# Written problem:
Leave out the pictures and transcribe everything else exactly.
*** Extracted records
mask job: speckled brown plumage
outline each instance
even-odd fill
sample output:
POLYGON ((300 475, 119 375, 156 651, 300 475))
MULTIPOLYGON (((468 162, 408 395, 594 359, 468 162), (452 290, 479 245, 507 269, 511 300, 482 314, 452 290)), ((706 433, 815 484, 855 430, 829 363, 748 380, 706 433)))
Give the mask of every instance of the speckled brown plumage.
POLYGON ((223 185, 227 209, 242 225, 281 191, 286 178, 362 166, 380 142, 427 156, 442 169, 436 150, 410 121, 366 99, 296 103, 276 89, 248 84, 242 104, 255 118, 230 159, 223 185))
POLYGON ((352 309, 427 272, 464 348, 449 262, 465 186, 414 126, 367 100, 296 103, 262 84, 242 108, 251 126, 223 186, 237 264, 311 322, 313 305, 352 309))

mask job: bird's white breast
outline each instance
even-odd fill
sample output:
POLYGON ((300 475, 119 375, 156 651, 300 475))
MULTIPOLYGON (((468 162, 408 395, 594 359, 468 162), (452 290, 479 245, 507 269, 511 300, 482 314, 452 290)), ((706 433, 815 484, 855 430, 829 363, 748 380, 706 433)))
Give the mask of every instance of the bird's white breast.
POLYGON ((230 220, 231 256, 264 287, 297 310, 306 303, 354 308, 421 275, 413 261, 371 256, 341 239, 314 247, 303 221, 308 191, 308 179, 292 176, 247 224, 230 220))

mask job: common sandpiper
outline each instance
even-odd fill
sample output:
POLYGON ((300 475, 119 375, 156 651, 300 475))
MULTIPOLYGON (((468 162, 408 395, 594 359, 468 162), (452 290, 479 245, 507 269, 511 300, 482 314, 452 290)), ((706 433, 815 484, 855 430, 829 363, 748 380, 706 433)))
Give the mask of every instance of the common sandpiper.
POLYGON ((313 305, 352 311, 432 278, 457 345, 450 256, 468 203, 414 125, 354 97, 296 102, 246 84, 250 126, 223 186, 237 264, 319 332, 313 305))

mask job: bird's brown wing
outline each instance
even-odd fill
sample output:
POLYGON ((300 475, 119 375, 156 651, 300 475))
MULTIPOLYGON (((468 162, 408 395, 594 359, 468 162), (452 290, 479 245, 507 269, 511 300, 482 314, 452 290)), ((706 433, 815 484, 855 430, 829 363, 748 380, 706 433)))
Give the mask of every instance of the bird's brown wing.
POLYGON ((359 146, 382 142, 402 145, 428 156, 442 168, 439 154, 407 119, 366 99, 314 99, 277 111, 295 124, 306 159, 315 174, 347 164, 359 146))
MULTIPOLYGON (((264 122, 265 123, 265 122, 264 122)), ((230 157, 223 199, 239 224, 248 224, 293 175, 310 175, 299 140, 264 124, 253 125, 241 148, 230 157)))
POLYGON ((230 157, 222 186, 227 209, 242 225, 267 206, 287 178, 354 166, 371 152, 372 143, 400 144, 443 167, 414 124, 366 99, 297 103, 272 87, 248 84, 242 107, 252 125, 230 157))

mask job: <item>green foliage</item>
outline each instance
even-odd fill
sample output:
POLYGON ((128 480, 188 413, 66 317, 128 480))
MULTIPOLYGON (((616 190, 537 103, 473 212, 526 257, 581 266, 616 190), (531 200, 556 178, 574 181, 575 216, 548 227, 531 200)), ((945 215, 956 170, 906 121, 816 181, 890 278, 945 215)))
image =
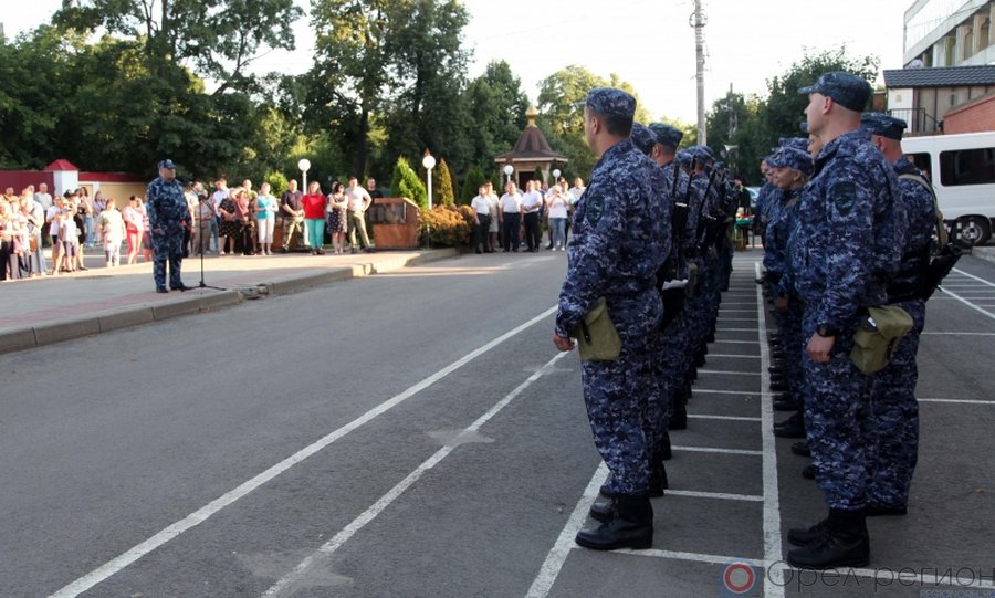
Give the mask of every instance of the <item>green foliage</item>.
POLYGON ((452 174, 449 171, 449 165, 446 164, 444 159, 439 161, 434 176, 437 182, 433 201, 443 206, 455 206, 455 193, 452 190, 452 174))
POLYGON ((433 246, 469 245, 473 234, 473 210, 469 206, 436 206, 421 210, 421 238, 433 246))
POLYGON ((467 176, 463 177, 463 187, 460 191, 460 203, 469 204, 473 201, 473 198, 476 197, 476 191, 480 189, 480 186, 486 182, 488 178, 484 176, 483 170, 480 169, 479 166, 471 166, 470 170, 467 171, 467 176))
POLYGON ((397 158, 394 166, 394 176, 390 179, 390 196, 406 197, 421 208, 428 208, 428 191, 425 183, 418 178, 418 174, 411 169, 408 159, 404 156, 397 158))

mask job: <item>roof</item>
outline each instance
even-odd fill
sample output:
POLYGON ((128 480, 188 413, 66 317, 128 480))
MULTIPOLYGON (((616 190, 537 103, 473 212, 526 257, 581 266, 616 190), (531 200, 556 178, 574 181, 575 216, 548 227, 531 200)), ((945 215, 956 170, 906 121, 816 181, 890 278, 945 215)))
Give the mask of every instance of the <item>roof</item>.
POLYGON ((506 161, 509 159, 536 158, 566 161, 567 158, 563 154, 553 151, 549 143, 537 126, 530 124, 519 137, 519 143, 514 149, 506 154, 502 154, 494 158, 495 161, 506 161))
POLYGON ((45 170, 78 170, 73 162, 69 160, 57 159, 45 167, 45 170))
POLYGON ((888 88, 968 87, 974 85, 995 85, 995 64, 884 71, 884 86, 888 88))

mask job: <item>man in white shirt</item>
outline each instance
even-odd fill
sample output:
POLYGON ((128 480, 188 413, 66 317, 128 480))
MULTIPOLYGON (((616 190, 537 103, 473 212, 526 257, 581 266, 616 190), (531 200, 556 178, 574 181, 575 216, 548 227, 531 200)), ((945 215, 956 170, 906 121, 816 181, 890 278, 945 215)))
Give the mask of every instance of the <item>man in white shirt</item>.
POLYGON ((504 186, 504 195, 501 196, 499 209, 504 219, 502 224, 501 245, 504 252, 519 251, 519 229, 522 225, 522 196, 514 182, 504 186))
POLYGON ((345 190, 346 197, 346 220, 349 225, 349 251, 356 253, 356 231, 359 231, 359 241, 363 243, 363 251, 370 251, 369 237, 366 235, 366 209, 373 203, 373 198, 363 187, 359 187, 359 180, 356 177, 349 177, 349 186, 345 190))
POLYGON ((525 214, 525 245, 528 253, 540 250, 543 242, 543 233, 540 228, 540 210, 543 208, 543 192, 537 180, 525 183, 525 195, 522 197, 522 212, 525 214))
POLYGON ((473 227, 473 249, 478 253, 493 253, 489 243, 491 231, 491 201, 488 199, 488 187, 481 185, 476 190, 476 197, 470 202, 473 209, 475 227, 473 227), (483 250, 481 250, 483 248, 483 250))

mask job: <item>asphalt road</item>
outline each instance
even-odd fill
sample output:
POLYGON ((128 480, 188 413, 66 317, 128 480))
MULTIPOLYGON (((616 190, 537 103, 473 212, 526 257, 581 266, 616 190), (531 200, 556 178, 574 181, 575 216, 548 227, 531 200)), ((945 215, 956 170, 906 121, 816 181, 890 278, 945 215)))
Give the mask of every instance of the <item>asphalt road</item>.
******
# Output of the exercise:
mask job: speckled brown plumage
outline each instance
even-odd fill
sample output:
POLYGON ((300 475, 119 375, 156 651, 300 475))
MULTIPOLYGON (((468 162, 408 395, 594 359, 468 162), (452 290, 479 245, 507 269, 511 300, 482 314, 452 290)), ((706 433, 815 484, 855 430, 829 363, 748 380, 706 433)))
Give the mask of every instance of the speckled brown plumage.
POLYGON ((223 185, 227 209, 242 225, 281 191, 286 178, 362 166, 380 142, 427 156, 442 169, 436 150, 410 121, 366 99, 296 103, 276 89, 248 84, 242 104, 255 118, 230 159, 223 185))
POLYGON ((352 309, 427 272, 464 348, 449 262, 465 186, 414 126, 367 100, 296 103, 262 84, 242 108, 251 126, 223 186, 237 264, 311 322, 313 305, 352 309))

mask job: bird's white breast
outline each instance
even-odd fill
sample output:
POLYGON ((300 475, 119 375, 156 651, 300 475))
MULTIPOLYGON (((468 162, 408 395, 594 359, 468 162), (452 290, 479 245, 507 269, 511 300, 482 314, 452 290)), ((706 433, 815 484, 855 430, 829 363, 748 380, 706 433)))
Give the mask of every instance of the bird's white breast.
POLYGON ((230 220, 231 256, 264 287, 297 310, 306 303, 354 308, 421 275, 413 261, 371 256, 341 239, 314 247, 303 221, 308 191, 308 179, 292 176, 247 224, 230 220))

mask job: common sandpiper
outline each instance
even-odd fill
sample output:
POLYGON ((300 475, 119 375, 156 651, 300 475))
MULTIPOLYGON (((468 162, 408 395, 594 359, 468 162), (452 290, 479 245, 507 269, 511 300, 482 314, 452 290)), ((706 433, 815 484, 855 430, 829 363, 748 380, 706 433)))
Give the mask of every instance of the common sandpiper.
POLYGON ((313 305, 352 311, 432 278, 457 345, 450 256, 468 203, 414 125, 354 97, 296 102, 246 84, 250 126, 223 186, 237 264, 319 332, 313 305))

mask job: bird's brown wing
outline each instance
even-odd fill
sample output:
POLYGON ((300 475, 119 375, 156 651, 300 475))
MULTIPOLYGON (((468 162, 408 395, 594 359, 468 162), (452 290, 479 245, 507 269, 511 300, 482 314, 452 290)), ((706 433, 815 484, 855 430, 829 363, 748 380, 706 433)))
Give the mask of every instance of the bird's brown wing.
POLYGON ((359 146, 382 142, 402 145, 428 156, 442 168, 439 154, 407 119, 366 99, 314 99, 277 111, 295 124, 306 159, 315 174, 347 164, 359 146))
MULTIPOLYGON (((264 122, 265 123, 265 122, 264 122)), ((230 157, 223 199, 239 224, 248 224, 293 175, 310 175, 299 140, 264 124, 253 125, 241 148, 230 157)))
POLYGON ((230 157, 222 186, 227 209, 242 225, 267 206, 287 178, 354 166, 371 152, 372 143, 400 144, 443 167, 414 124, 366 99, 297 103, 272 87, 248 84, 242 107, 252 125, 230 157))

mask job: <item>green foliage</item>
outline each instance
even-odd fill
sample output:
POLYGON ((128 480, 188 413, 66 317, 128 480))
MULTIPOLYGON (((616 190, 537 103, 473 212, 526 257, 581 266, 616 190), (531 200, 556 178, 574 181, 575 216, 548 227, 531 200)), ((945 215, 956 170, 906 121, 816 181, 890 278, 945 215)))
image =
Give the mask of every instance of the <item>green foliage</item>.
POLYGON ((452 174, 449 171, 449 165, 446 164, 444 159, 439 161, 434 176, 437 182, 433 201, 443 206, 455 206, 455 193, 452 190, 452 174))
POLYGON ((433 246, 469 245, 473 234, 473 210, 469 206, 436 206, 421 210, 421 238, 433 246))
POLYGON ((467 176, 463 177, 463 187, 460 191, 460 203, 469 204, 473 201, 473 198, 476 197, 476 191, 480 189, 480 186, 486 182, 488 178, 484 176, 483 170, 480 169, 479 166, 471 166, 470 170, 467 171, 467 176))
POLYGON ((397 158, 394 166, 394 176, 390 179, 390 196, 406 197, 421 208, 428 208, 428 191, 425 183, 418 178, 418 174, 411 169, 408 159, 404 156, 397 158))

mask job: <item>roof</item>
outline each instance
even-odd fill
sample output:
POLYGON ((128 480, 188 413, 66 317, 128 480))
MULTIPOLYGON (((616 190, 537 103, 473 212, 526 257, 581 266, 616 190), (531 200, 556 178, 574 181, 575 216, 548 227, 531 200)), ((945 215, 956 170, 906 121, 816 181, 890 278, 945 215)))
Give the mask of every instance of the <item>roof</item>.
POLYGON ((506 161, 509 159, 536 158, 566 161, 567 158, 563 154, 553 151, 549 143, 537 126, 530 124, 519 137, 519 143, 514 149, 506 154, 502 154, 494 158, 495 161, 506 161))
POLYGON ((45 170, 78 170, 73 162, 69 160, 57 159, 45 167, 45 170))
POLYGON ((888 88, 968 87, 974 85, 995 85, 995 64, 884 71, 884 86, 888 88))

mask job: <item>man in white shirt</item>
outline each instance
even-odd fill
sample output:
POLYGON ((128 480, 188 413, 66 317, 128 480))
MULTIPOLYGON (((616 190, 537 103, 473 212, 526 257, 581 266, 616 190), (531 200, 556 178, 574 181, 575 216, 548 227, 531 200)), ((945 215, 956 170, 906 121, 816 181, 890 278, 945 215)))
Give the mask of every instance of the <item>man in white shirt</item>.
POLYGON ((504 186, 504 195, 501 196, 499 209, 504 219, 502 224, 501 245, 504 252, 519 251, 519 229, 522 225, 522 196, 514 182, 504 186))
POLYGON ((345 190, 346 197, 346 220, 349 225, 349 251, 356 253, 356 231, 359 231, 359 241, 363 243, 363 251, 370 251, 369 237, 366 235, 366 209, 373 203, 373 198, 363 187, 359 187, 359 180, 356 177, 349 177, 349 186, 345 190))
POLYGON ((525 214, 525 245, 528 253, 540 250, 543 242, 543 233, 540 228, 540 210, 543 208, 543 192, 537 180, 525 183, 525 195, 522 197, 522 212, 525 214))
POLYGON ((473 227, 473 249, 478 253, 493 253, 489 243, 491 231, 491 201, 488 199, 488 187, 481 185, 476 190, 476 197, 470 202, 473 209, 475 227, 473 227), (483 250, 481 250, 483 248, 483 250))

mask job: <item>asphalt road</item>
outline each instance
even-odd fill
sample output:
POLYGON ((128 480, 188 413, 66 317, 128 480))
MULTIPOLYGON (((616 190, 537 103, 473 212, 526 257, 581 266, 616 190), (531 200, 556 178, 574 181, 575 216, 548 227, 531 200)), ((945 215, 956 170, 906 121, 816 181, 890 278, 945 215)))
Give the mask of every instance of the <item>asphalt road</item>.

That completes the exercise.